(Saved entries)
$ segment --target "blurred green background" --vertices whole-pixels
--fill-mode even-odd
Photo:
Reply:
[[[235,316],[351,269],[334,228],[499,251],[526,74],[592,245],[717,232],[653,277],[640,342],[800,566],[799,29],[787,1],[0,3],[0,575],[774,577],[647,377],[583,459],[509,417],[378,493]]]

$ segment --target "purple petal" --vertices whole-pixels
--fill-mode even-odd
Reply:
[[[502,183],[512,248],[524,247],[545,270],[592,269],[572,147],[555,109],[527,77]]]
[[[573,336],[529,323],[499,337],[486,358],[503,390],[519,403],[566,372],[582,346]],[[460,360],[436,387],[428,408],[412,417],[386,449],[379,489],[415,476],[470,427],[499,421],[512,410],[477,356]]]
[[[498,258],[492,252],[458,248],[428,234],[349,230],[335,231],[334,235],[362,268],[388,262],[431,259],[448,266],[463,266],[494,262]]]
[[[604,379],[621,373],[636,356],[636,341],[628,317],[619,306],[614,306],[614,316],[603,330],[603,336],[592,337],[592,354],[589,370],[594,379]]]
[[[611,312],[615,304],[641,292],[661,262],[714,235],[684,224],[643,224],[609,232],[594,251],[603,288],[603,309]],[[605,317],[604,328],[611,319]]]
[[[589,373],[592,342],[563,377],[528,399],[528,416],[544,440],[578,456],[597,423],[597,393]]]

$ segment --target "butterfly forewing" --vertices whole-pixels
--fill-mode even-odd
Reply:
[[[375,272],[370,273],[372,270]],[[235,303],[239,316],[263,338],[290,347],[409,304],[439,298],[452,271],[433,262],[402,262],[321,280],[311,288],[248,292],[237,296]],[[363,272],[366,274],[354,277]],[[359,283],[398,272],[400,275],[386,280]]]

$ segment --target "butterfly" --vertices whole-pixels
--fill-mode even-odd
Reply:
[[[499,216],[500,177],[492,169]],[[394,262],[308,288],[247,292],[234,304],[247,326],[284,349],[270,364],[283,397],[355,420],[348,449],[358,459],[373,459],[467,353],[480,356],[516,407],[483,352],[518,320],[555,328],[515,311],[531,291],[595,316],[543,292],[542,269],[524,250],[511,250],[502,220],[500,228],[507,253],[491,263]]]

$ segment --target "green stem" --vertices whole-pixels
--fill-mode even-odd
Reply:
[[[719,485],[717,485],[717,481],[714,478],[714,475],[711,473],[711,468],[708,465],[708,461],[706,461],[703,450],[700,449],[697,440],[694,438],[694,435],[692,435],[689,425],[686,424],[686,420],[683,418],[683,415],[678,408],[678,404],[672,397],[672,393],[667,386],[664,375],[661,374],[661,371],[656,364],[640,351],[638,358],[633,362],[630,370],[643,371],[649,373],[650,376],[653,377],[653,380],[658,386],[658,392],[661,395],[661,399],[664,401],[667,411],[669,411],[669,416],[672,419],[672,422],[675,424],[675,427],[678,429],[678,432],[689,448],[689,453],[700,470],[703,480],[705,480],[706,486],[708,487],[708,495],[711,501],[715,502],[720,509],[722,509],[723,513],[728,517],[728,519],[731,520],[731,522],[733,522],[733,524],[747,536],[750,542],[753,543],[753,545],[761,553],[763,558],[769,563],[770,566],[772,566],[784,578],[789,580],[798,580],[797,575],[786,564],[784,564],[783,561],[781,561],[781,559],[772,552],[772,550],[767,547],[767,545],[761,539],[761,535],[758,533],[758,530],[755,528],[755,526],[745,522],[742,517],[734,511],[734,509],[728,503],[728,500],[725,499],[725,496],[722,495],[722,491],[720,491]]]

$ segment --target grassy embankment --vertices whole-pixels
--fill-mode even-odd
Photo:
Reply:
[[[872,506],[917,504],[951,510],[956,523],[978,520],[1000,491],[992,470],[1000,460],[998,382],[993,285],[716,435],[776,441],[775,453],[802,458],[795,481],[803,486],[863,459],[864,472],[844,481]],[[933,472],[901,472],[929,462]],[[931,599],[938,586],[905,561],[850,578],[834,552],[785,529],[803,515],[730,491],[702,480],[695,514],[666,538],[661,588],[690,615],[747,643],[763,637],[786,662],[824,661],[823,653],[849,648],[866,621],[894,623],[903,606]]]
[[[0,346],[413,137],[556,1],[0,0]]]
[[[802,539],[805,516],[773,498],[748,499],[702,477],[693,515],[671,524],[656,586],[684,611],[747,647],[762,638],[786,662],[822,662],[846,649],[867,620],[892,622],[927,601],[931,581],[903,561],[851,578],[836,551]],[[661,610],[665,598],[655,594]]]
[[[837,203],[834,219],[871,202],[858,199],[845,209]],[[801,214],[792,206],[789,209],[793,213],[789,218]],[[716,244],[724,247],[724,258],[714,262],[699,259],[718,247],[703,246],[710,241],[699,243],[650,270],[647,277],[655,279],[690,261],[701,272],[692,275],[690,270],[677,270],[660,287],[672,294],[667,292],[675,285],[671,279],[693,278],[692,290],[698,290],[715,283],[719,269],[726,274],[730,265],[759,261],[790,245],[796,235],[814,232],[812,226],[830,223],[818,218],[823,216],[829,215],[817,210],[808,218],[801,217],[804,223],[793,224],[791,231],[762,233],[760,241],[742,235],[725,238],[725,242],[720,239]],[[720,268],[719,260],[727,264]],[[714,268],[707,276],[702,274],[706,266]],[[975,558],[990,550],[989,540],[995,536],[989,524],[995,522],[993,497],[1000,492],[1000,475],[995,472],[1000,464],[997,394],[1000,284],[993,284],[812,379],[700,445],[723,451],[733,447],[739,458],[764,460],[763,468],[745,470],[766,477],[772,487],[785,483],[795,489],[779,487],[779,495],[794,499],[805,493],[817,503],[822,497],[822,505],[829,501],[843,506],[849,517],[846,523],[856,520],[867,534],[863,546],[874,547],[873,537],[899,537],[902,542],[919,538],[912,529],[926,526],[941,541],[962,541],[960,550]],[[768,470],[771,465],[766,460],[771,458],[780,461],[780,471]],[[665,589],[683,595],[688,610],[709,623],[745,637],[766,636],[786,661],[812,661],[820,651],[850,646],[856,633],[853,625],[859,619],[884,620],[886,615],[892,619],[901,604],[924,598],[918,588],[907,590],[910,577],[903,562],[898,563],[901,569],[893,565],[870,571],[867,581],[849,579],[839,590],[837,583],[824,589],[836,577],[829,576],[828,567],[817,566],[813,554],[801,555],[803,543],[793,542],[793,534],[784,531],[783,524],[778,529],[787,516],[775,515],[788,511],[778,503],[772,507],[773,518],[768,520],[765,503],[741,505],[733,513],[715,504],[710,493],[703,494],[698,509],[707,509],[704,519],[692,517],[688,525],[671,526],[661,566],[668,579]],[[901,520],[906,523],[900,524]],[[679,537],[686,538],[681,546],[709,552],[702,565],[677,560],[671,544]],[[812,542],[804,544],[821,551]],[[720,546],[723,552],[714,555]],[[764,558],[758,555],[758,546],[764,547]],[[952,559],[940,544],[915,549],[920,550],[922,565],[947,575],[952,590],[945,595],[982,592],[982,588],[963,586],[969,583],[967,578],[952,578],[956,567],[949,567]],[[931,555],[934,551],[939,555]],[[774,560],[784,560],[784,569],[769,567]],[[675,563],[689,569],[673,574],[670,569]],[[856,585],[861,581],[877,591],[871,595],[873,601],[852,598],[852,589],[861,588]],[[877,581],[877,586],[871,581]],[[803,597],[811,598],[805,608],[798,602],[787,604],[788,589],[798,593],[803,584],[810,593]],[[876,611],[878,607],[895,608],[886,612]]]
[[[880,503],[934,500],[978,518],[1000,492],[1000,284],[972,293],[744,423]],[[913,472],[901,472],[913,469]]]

• _EXERCISE DIRECTIONS_:
Lines holding the word "vertices" in the entries above are the ones to pull out. Copy them all.

• _FINAL ANSWER_:
$ segment --target "blurred green background" --vertices whole-pixels
$ segment --target "purple petal" --vertices whole-pixels
$ segment --target "butterfly forewing" --vertices whole-pixels
$ segment --target "butterfly" --vertices whole-pixels
$ segment --target "green stem" --vertices whole-pixels
$ segment --target grassy embankment --vertices whole-pixels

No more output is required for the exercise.